* **Saved entries**
╔══
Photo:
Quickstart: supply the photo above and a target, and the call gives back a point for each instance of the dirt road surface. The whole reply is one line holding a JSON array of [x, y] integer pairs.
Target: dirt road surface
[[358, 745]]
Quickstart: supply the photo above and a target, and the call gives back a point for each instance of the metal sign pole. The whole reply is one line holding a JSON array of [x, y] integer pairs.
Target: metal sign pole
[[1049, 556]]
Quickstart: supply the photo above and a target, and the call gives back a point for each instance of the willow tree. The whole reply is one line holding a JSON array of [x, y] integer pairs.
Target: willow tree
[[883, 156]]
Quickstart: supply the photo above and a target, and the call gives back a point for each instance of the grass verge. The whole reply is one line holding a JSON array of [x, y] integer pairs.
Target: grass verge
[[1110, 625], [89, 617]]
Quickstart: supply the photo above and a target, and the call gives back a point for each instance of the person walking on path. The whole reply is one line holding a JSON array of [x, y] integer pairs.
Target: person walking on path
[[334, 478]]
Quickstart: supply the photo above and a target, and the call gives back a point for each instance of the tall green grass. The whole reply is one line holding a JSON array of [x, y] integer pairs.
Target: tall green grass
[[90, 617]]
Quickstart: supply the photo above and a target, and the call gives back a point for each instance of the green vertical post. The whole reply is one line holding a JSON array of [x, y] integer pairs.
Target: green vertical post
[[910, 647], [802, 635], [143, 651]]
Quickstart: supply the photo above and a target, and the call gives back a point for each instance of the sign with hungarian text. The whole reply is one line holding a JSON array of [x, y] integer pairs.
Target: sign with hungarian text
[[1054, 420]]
╚══
* **What you are asked to do**
Please set down each entry again, word for word.

* **Task solution**
Photo:
Quickstart: supply the photo above and a target, and the call gives back a point for each instance of the dirt road surface. The whole reply is one line holding a JSON array of [x, y] integer pairs.
Target: dirt road surface
[[358, 745]]
Quickstart: supply the photo above and a target, and the call gives back a point for each instance of the metal sign pole. The whole reply is one line holding a JSON array of [x, y] integer pairs.
Target: metal sign pole
[[1049, 556]]
Quickstart: supply the photo above and a target, and the call gives back a point for each instance of the willow tree. The whole reply is one line holding a JSON array of [x, y] integer pairs.
Target: willow tree
[[883, 156]]
Quickstart: supply the photo above and a target, and the call gives back a point for each instance of the grass verge. The whole reply is one line holding a JSON array of [x, y] integer pairs.
Target: grass verge
[[1110, 625], [89, 617]]
Quickstart: supply the photo above and a target, and the call gives back a point for each instance of the person walking on path. The whole reply is one line holding a JSON array of [x, y] integer pairs.
Target: person walking on path
[[334, 478]]
Quickstart: supply the photo above and a target, and the call gives back a point for each instance of the tall green grass. The whole reply is one line holding a JSON array of [x, y] integer pairs.
Target: tall green grass
[[90, 617]]
Quickstart: supply the photo above and a target, and the call gives back a point for each instance of the green vertical post. The whole reply is one line holding a JSON array of [x, y] integer pairs.
Target: green vertical post
[[910, 647], [802, 635], [143, 651]]
Quickstart: supply the photo above and a target, and the call gives back a point for each instance of the sign with hungarian text. The whole reply is one line holding a JSON array of [x, y] integer pairs.
Target: sign with hungarian text
[[1054, 420]]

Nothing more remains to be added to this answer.